** WRITTEN REQUEST A **
Repeat the entries below word for word, from the line containing "Mark one point on each instance of the man in grey" through the final line of the entries, with both ends included.

** EXTRACT PROVIDED **
◇ ◇ ◇ ◇ ◇ ◇ ◇
Top 7 Electric Weed Eaters Reviewed + Buyer’s Guide
Are you trying to decide what's the best electric weed eater for you? I've been there, and I'm still in awe about how many different ones there are! Variety is one thing, but the market seems to be flooded with options nowadays.
Maybe I can help you choose. Let's start by looking at some of the models that I researched when I was shopping for one, then we'll see how to pick the best for you and your yard in the buyer's guide.
Our Top Picks
A few of these stand out as the best in their category. They are all nice ones, but the one that you need depends on your yard and how you'll use your weed eater.
Best Electric Weed Eater: Ego Power Cordless String Trimmer
This is my pick for the all-around best because of its long run time, short charge time, ergonomic design, exceptional 56-volt power and ease of loading string. It really excels in all areas.
It'll cut a 15" swath of tall grass or weeds with no problem. Of course, cutting tall grass will whittle its normal run time of 40 minutes in half. But the cool thing is that it charges from totally drained to fully charged in an hour.
The lithium-ion battery can last through hundreds of charging cycles, so you may never need a replacement battery.
◇ ◇ ◇ ◇ ◇ ◇ ◇
** DATA PROVIDED **
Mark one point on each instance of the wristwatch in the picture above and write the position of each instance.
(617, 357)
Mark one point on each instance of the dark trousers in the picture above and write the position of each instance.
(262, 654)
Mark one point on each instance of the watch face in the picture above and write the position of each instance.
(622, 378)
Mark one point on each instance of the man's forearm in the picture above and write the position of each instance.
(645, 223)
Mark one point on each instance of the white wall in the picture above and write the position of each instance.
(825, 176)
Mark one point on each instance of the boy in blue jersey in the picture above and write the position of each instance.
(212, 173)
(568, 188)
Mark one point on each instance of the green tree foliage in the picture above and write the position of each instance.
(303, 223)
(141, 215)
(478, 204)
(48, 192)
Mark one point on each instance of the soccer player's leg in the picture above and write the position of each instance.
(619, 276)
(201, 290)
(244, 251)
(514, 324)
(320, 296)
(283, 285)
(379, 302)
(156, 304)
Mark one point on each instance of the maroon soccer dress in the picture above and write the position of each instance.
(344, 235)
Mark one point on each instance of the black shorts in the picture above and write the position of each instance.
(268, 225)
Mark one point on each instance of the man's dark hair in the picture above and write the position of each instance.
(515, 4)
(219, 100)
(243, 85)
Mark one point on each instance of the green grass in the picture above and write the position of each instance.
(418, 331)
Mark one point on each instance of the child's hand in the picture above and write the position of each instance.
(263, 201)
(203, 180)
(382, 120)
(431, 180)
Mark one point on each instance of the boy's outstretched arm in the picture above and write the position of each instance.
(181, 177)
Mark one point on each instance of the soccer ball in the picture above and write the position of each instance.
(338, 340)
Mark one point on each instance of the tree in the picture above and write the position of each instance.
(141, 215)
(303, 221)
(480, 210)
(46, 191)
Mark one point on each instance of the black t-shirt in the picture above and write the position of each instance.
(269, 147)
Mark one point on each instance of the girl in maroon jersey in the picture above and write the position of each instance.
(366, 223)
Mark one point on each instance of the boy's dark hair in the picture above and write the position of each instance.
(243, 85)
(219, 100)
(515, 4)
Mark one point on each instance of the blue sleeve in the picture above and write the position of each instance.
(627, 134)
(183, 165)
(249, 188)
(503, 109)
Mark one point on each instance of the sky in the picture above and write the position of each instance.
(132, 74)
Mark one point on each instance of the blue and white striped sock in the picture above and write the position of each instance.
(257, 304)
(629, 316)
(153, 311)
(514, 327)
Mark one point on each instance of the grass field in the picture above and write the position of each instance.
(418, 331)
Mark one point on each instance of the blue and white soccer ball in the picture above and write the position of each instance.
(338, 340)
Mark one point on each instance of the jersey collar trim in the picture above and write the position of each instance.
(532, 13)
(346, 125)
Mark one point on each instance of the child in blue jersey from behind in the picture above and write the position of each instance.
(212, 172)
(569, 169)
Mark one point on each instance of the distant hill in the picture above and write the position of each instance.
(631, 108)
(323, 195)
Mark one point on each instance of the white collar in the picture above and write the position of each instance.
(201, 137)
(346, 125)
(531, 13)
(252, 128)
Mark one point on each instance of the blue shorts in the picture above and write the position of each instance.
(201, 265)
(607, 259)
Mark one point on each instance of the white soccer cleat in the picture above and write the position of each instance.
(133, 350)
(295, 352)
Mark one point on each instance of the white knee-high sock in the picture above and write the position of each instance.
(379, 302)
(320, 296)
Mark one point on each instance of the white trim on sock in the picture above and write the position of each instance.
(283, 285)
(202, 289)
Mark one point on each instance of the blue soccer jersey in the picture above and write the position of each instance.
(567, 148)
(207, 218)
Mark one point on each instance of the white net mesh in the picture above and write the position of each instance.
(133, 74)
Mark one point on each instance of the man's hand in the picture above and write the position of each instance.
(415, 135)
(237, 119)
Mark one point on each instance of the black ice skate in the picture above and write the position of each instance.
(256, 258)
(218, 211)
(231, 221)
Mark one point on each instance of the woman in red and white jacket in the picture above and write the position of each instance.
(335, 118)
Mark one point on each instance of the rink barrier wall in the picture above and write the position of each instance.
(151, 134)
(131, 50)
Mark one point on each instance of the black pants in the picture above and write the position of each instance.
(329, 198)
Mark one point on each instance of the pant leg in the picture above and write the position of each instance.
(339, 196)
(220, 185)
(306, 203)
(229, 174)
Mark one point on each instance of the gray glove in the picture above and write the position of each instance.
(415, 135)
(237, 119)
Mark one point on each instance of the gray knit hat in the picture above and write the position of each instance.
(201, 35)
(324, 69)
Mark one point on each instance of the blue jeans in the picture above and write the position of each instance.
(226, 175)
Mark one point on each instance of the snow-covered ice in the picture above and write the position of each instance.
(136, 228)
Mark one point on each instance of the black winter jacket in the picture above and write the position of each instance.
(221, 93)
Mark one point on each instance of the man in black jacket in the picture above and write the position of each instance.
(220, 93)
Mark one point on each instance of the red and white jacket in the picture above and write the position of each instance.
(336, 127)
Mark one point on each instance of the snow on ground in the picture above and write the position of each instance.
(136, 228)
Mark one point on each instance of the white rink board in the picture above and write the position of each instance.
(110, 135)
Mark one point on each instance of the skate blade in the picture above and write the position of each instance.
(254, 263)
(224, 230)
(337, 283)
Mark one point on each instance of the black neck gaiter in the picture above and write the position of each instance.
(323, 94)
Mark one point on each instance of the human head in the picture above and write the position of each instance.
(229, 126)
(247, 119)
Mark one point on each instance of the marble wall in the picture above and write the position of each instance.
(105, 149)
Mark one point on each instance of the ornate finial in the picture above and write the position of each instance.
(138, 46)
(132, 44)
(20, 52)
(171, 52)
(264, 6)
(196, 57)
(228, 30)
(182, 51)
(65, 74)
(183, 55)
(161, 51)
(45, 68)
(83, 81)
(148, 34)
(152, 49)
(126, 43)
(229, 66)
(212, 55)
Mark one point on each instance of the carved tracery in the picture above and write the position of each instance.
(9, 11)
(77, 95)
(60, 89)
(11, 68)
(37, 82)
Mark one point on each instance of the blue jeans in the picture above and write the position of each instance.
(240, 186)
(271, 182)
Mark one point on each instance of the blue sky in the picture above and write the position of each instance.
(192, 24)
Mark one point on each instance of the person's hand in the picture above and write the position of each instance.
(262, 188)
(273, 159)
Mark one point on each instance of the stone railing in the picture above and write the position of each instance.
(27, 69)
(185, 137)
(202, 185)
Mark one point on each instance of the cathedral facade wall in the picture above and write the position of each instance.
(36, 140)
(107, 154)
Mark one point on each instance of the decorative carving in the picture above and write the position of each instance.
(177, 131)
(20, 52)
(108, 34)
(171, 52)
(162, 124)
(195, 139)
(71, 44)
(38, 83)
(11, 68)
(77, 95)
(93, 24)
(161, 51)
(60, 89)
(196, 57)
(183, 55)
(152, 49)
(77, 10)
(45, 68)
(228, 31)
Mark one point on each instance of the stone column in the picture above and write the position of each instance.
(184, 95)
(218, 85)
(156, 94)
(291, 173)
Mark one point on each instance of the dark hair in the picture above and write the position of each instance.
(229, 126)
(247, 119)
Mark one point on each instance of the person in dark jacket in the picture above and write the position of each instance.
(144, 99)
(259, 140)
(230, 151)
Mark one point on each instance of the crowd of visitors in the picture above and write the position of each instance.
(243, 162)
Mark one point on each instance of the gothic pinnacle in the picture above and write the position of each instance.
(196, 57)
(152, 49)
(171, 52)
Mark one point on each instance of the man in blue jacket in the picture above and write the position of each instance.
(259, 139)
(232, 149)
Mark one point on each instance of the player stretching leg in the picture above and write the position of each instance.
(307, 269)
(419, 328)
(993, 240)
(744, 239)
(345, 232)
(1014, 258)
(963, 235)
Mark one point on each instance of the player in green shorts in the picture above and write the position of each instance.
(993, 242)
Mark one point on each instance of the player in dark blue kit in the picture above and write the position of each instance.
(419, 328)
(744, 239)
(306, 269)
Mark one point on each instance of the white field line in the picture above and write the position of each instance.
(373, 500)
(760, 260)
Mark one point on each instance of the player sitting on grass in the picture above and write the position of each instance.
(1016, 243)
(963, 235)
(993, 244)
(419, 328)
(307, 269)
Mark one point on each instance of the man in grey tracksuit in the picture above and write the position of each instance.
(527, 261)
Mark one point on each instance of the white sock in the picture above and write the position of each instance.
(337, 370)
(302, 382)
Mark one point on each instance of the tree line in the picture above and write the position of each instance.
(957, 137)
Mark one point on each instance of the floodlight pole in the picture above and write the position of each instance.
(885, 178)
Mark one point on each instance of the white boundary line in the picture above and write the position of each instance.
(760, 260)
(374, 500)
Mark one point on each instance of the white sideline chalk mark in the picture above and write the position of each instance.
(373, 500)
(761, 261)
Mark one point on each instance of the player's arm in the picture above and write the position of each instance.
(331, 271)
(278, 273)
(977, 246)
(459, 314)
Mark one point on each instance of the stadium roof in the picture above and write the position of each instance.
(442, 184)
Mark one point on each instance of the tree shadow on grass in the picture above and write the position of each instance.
◇ ◇ ◇ ◇ ◇ ◇ ◇
** WRITTEN REQUEST B **
Reproduce the electric weed eater review above in full, word for word.

** SOLUTION A **
Mark one point on each instance of the man in grey tracksuit in the picture above and write the position of each instance.
(527, 261)
Mark one point on each instance of the white sock in the picture above and write the position of each instance.
(337, 370)
(302, 382)
Mark one point on each instance of the tree line in the picture above and write the position of each instance.
(957, 137)
Mark one point on each instance of the floodlight pole in the picture above and write the position of each instance.
(885, 178)
Mark one point on each instance of the white boundary line in the picture above and write the position of each instance.
(760, 260)
(374, 500)
Mark one point on each instance of the white sideline chalk mark in the picture above and write the position of each instance.
(373, 500)
(761, 261)
Mark one point on each instance of the player's arm in the picture above and write the position of each instance.
(331, 271)
(278, 273)
(977, 246)
(459, 314)
Mark one point on each instance of the stadium roof in the picture above and write the position of each instance.
(442, 184)
Mark one point on each instance of the tree shadow on grass in the picture above and write the position of each instance.

** SOLUTION B **
Top 7 Electric Weed Eaters Reviewed + Buyer’s Guide
Are you trying to decide what's the best electric weed eater for you? I've been there, and I'm still in awe about how many different ones there are! Variety is one thing, but the market seems to be flooded with options nowadays.
Maybe I can help you choose. Let's start by looking at some of the models that I researched when I was shopping for one, then we'll see how to pick the best for you and your yard in the buyer's guide.
Our Top Picks
A few of these stand out as the best in their category. They are all nice ones, but the one that you need depends on your yard and how you'll use your weed eater.
Best Electric Weed Eater: Ego Power Cordless String Trimmer
This is my pick for the all-around best because of its long run time, short charge time, ergonomic design, exceptional 56-volt power and ease of loading string. It really excels in all areas.
It'll cut a 15" swath of tall grass or weeds with no problem. Of course, cutting tall grass will whittle its normal run time of 40 minutes in half. But the cool thing is that it charges from totally drained to fully charged in an hour.
The lithium-ion battery can last through hundreds of charging cycles, so you may never need a replacement battery.